* [Task requirements]: Reproduce the whole listing, character for character.
>> start Provided material
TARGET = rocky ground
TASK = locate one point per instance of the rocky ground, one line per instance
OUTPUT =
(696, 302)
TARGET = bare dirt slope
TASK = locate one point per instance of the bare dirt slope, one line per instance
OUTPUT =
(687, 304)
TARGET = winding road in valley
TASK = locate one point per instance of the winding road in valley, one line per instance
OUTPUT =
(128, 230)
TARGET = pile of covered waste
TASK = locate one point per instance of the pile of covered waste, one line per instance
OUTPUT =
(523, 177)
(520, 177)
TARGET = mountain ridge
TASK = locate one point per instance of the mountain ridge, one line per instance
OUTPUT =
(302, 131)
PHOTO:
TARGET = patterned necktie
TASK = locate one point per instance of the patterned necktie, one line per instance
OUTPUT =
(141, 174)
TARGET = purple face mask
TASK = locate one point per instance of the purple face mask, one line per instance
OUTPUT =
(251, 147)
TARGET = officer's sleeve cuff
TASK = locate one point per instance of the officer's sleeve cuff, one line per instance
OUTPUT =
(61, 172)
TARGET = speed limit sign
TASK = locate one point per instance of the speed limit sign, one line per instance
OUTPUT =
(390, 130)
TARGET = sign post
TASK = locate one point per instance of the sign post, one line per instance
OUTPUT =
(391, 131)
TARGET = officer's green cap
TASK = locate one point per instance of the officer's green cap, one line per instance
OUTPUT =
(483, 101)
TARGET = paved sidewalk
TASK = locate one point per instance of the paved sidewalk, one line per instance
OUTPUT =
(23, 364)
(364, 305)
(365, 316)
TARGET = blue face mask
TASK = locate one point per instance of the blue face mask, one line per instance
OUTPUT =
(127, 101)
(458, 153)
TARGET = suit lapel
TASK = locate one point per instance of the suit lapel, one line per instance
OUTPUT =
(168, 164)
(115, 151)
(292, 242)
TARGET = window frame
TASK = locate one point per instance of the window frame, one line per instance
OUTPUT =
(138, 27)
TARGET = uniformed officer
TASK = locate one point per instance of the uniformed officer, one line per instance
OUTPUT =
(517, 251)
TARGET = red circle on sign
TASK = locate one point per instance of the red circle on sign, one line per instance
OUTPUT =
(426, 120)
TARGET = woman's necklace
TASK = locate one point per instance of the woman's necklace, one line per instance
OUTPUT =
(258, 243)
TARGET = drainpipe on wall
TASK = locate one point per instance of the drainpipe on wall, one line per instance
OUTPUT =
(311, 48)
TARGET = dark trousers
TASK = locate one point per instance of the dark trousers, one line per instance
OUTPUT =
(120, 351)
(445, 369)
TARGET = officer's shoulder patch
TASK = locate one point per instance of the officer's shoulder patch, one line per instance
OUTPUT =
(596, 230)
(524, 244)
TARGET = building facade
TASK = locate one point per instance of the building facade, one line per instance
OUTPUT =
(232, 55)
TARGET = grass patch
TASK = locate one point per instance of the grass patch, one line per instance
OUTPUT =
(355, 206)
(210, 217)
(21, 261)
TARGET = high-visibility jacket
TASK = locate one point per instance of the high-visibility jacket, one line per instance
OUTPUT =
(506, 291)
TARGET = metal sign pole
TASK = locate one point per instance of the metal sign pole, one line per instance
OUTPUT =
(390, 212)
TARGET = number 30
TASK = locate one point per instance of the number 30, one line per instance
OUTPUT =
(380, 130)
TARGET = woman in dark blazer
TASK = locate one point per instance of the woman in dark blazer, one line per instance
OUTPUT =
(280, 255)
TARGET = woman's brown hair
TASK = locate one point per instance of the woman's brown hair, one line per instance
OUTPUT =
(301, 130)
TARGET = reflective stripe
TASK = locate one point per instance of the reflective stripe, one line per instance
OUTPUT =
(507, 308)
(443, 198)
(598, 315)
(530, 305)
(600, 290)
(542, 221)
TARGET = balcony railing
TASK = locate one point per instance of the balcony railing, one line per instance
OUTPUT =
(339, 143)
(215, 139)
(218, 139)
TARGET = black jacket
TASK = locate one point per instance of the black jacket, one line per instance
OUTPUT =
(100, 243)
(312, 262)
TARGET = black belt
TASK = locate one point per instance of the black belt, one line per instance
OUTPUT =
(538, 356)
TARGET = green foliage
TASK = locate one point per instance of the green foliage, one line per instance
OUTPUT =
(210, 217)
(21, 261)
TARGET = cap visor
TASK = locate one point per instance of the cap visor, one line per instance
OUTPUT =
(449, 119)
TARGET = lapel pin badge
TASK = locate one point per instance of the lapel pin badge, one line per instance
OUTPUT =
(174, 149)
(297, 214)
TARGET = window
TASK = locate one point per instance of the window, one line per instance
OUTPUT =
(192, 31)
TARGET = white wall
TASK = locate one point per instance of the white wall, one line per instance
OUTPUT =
>> end Provided material
* [Task solution]:
TARGET = rocky ground
TASK = locate one point per instance of the rocky ground, one line per instance
OUTPUT =
(696, 302)
TARGET = bare dirt slope
TASK = locate one point per instance of the bare dirt slope, one line per instance
OUTPUT =
(687, 304)
TARGET = winding road in valley
TASK = locate one point per instance of the winding road in valley, one line per instance
OUTPUT =
(128, 230)
TARGET = pile of covered waste
TASK = locate one point per instance of the pile of covered waste, one line per instance
OUTPUT =
(523, 177)
(520, 177)
TARGET = mountain ridge
TASK = locate one point per instance of the mountain ridge, one line per instance
OUTPUT =
(302, 131)
PHOTO:
TARGET = patterned necktie
TASK = locate one point per instance of the patterned necktie, one line per instance
OUTPUT =
(141, 174)
TARGET = purple face mask
TASK = locate one point per instance of the purple face mask, one line per instance
OUTPUT =
(251, 147)
TARGET = officer's sleeve cuff
TASK = locate one point per instance of the officer's sleeve cuff, one line per instance
OUTPUT =
(61, 172)
TARGET = speed limit sign
TASK = locate one point per instance of the speed limit sign, one line per instance
OUTPUT =
(390, 130)
TARGET = sign post
TASK = locate one point per instance of the sign post, one line per instance
OUTPUT =
(391, 131)
TARGET = officer's green cap
TASK = locate one point per instance of the officer's green cap, one line per instance
OUTPUT =
(483, 101)
TARGET = paved sidewalk
TASK = locate one point per instance of the paved sidewalk, one line per instance
OUTPUT =
(23, 364)
(364, 305)
(365, 316)
TARGET = blue face mask
TASK = locate one point per instance of the blue face mask, one line per instance
OUTPUT =
(127, 101)
(458, 153)
TARGET = suit lapel
TASK = locate one point per instance of the suit lapel, one line per instance
OUTPUT =
(168, 164)
(115, 151)
(292, 242)
TARGET = window frame
TASK = locate one point per instance of the window frame, one line per instance
OUTPUT =
(138, 27)
TARGET = uniformed officer
TASK = locate one point per instance of the uniformed officer, one line per instance
OUTPUT =
(517, 251)
TARGET = red circle on sign
TASK = locate one point per instance of the red circle on sign, one line per instance
OUTPUT =
(426, 120)
TARGET = woman's necklace
TASK = locate one point per instance of the woman's necklace, one line per instance
OUTPUT =
(258, 243)
TARGET = drainpipe on wall
TASK = locate one point per instance of the drainpipe on wall, one line per instance
OUTPUT =
(311, 48)
TARGET = dark trousers
TASK = locate one point per instance of the dark trousers, one line per instance
OUTPUT =
(120, 351)
(445, 369)
TARGET = officer's shoulder patch
TASK = locate one point per instance of the officer's shoulder patch, one line per instance
OUTPUT =
(596, 230)
(524, 244)
TARGET = building facade
TASK = locate one point per instance of the building facade, one line per instance
OUTPUT =
(232, 55)
TARGET = grass patch
TASK = locate one point per instance of the grass patch, one line per instance
OUTPUT =
(355, 206)
(210, 217)
(21, 261)
TARGET = high-visibility jacket
TASK = locate one point per instance of the high-visibility jacket, one line per instance
OUTPUT =
(506, 291)
TARGET = metal sign pole
TASK = locate one point per instance of the metal sign pole, one line per instance
OUTPUT =
(390, 212)
TARGET = number 30
TASK = locate one point per instance of the number 30, one line per instance
OUTPUT =
(380, 130)
TARGET = woman in dark blazer
TASK = locate one point per instance of the woman in dark blazer, one line per instance
OUTPUT =
(280, 255)
TARGET = woman's brown hair
TASK = locate one point per instance of the woman's brown hair, one line per instance
OUTPUT =
(301, 130)
TARGET = reflective stripe
TASK = locate one point per instance of the reflective stripe, one line per instance
OUTPUT =
(507, 308)
(443, 198)
(598, 315)
(530, 305)
(600, 290)
(542, 221)
TARGET = balcony railing
TASK = locate one point per instance of the balcony railing, one line per instance
OUTPUT =
(339, 143)
(215, 139)
(218, 139)
TARGET = black jacket
TASK = locate one point per instance of the black jacket, one line per instance
OUTPUT =
(100, 243)
(312, 262)
TARGET = black belt
TASK = locate one point per instance of the black belt, one line per instance
OUTPUT =
(538, 356)
TARGET = green foliage
TASK = locate one point per instance of the green foliage, one line per instance
OUTPUT =
(210, 217)
(21, 261)
TARGET = cap visor
TASK = locate one point per instance of the cap visor, one line per instance
OUTPUT =
(449, 119)
TARGET = lapel pin badge
TASK = locate one point per instance of the lapel pin badge, one line per instance
OUTPUT =
(174, 149)
(297, 214)
TARGET = window
TASK = locate one point per instance of the window, one line per instance
OUTPUT =
(192, 31)
TARGET = white wall
TASK = locate one point per instance of the white wall, one line per instance
OUTPUT =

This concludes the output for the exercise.